====== Material ======
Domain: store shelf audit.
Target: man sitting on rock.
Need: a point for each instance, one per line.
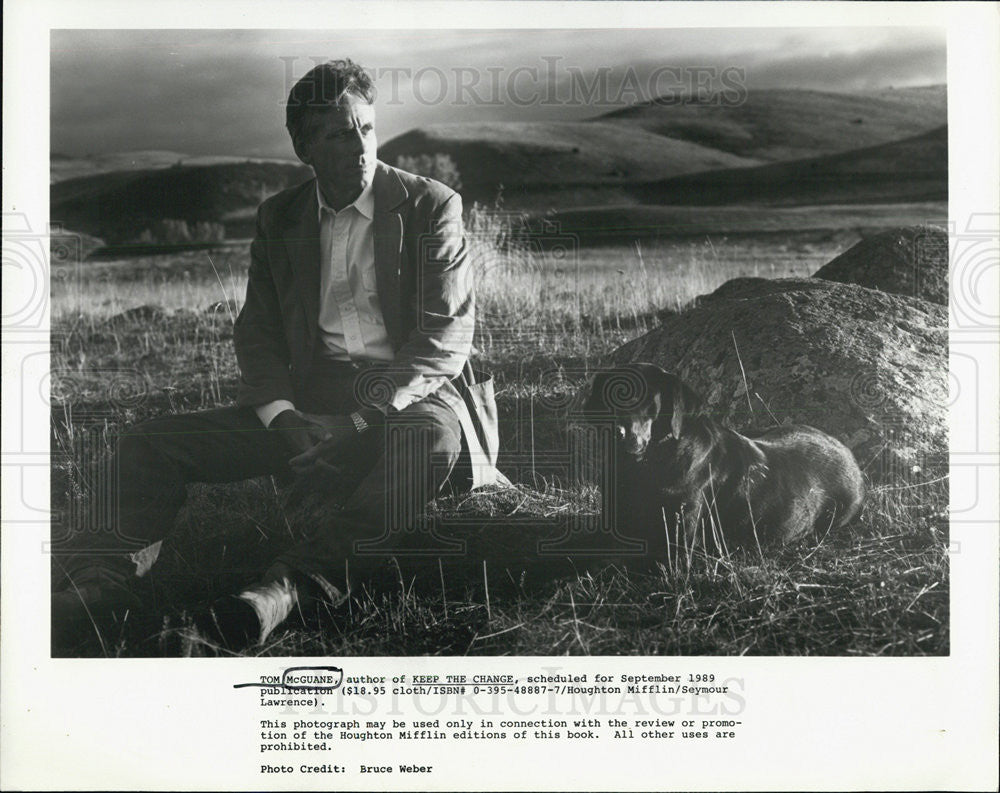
======
====== Material ======
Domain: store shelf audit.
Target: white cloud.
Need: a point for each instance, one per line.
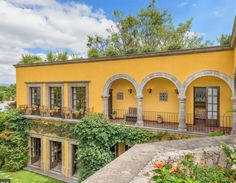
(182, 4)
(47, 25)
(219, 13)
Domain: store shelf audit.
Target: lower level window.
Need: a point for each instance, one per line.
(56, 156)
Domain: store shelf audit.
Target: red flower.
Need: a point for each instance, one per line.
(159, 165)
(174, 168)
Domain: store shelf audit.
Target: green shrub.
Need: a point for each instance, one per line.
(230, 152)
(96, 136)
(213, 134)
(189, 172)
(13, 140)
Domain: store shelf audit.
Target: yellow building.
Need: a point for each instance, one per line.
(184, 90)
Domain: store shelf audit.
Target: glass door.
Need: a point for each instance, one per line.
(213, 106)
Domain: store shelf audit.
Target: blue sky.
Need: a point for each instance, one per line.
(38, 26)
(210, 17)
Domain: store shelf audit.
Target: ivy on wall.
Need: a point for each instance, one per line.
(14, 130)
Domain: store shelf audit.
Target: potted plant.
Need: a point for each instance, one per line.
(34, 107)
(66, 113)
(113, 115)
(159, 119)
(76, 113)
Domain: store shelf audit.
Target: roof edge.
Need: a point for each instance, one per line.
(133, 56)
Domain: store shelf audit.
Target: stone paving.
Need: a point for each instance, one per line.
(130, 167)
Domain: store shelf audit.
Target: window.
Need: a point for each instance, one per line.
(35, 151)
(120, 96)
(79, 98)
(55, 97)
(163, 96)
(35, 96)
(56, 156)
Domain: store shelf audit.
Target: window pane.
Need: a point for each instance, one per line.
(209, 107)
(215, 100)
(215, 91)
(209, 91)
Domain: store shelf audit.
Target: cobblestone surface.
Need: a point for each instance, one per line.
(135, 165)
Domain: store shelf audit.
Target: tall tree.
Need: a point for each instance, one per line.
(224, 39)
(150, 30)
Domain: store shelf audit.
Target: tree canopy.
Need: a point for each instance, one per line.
======
====== Material ======
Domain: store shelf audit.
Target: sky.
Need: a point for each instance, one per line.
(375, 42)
======
▶ What is asked: Count the lines above that contain the word "tree" and reply with the number alone.

▶ Full output: 2